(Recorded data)
——
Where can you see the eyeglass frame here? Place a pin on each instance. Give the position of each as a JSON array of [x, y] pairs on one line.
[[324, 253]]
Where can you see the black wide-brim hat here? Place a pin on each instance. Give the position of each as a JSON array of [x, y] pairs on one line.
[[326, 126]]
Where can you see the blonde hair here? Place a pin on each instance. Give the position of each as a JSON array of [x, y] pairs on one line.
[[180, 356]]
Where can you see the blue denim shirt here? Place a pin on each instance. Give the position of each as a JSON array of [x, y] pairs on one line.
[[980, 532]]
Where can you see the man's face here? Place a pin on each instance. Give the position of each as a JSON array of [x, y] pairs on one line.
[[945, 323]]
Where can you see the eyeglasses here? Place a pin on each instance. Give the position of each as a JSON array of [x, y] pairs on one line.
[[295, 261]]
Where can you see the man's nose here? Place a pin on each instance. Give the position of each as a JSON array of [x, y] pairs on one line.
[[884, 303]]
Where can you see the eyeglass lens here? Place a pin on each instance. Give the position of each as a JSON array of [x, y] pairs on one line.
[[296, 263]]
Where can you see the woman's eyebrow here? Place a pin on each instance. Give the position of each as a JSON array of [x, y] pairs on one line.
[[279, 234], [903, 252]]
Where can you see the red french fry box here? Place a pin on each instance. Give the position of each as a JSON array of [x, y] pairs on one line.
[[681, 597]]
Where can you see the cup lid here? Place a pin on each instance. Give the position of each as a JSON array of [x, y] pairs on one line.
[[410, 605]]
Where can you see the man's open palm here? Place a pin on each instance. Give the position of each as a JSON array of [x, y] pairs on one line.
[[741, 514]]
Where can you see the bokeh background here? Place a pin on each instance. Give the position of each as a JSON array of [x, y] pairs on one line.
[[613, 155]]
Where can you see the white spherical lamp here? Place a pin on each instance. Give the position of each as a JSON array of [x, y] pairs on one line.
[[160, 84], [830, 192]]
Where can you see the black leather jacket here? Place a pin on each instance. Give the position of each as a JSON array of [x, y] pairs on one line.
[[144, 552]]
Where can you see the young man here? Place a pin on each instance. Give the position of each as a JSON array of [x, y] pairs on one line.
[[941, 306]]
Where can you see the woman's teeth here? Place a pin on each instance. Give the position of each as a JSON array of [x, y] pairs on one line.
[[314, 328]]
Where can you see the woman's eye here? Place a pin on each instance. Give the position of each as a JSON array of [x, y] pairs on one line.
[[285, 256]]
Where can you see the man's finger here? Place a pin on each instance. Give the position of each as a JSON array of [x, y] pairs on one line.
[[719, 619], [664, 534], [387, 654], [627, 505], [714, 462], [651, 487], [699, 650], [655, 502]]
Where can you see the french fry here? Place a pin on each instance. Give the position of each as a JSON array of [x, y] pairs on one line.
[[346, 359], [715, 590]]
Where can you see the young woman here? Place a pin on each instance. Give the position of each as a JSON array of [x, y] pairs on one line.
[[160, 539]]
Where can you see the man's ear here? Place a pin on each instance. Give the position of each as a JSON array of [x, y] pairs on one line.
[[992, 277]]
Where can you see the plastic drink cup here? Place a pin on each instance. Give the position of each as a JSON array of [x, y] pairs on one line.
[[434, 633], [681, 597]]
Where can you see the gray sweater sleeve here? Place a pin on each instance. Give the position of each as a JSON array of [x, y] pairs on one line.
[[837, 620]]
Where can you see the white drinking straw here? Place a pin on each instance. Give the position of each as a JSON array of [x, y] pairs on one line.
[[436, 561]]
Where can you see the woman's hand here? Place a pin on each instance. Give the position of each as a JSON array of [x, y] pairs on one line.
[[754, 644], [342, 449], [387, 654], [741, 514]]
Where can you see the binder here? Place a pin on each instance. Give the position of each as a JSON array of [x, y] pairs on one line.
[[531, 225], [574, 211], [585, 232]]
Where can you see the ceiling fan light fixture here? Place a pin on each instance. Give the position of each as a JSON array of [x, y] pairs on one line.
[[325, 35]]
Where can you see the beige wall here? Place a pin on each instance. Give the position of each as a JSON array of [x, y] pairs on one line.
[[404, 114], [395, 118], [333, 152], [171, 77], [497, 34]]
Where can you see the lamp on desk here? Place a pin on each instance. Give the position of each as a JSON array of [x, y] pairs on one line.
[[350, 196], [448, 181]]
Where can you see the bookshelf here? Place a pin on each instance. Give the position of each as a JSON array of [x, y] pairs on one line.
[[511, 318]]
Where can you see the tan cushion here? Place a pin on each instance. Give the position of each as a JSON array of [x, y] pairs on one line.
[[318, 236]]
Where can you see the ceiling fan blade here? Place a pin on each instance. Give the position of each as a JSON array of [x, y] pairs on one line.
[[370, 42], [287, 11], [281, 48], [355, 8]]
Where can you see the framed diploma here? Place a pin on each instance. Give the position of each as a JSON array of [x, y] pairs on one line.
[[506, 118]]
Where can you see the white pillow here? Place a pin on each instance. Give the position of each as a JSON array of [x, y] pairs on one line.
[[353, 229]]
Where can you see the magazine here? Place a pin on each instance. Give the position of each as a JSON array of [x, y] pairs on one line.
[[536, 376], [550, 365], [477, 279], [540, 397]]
——
Directions: Print nothing but the lines from the line with "Where can you see the bookshelf" to the last line of the records above. Both of those lines count.

Task answer:
Where can you see the bookshelf here? Place a pin on each instance. Give the position of each as a JSON array of [x, y] pairs on one line.
[[511, 318]]
Where can you see the tan cushion here? Place a pin on each instance. Give the position of each as a JSON array of [x, y] pairs on one line.
[[318, 236]]
Where can you see the ceiling fan blade here? Place a pin on each instance. Give the position of each as a JSON array of [x, y] pairs on one line.
[[370, 42], [287, 11], [281, 48], [355, 8]]
Where can you see the framed diploma here? Place a pin on each instance. Give the position of each as a JSON array of [x, y] pairs on one line.
[[506, 118]]
Where can you see the white pillow here? Place a pin on each instance. Give the position of each as a JSON array of [x, y] pairs on one line.
[[353, 229]]
Where can you see the magazine here? Place a pin on each instance. Give the position of each as a JSON array of [x, y] pairs on one line.
[[536, 376], [550, 365], [477, 279], [540, 397]]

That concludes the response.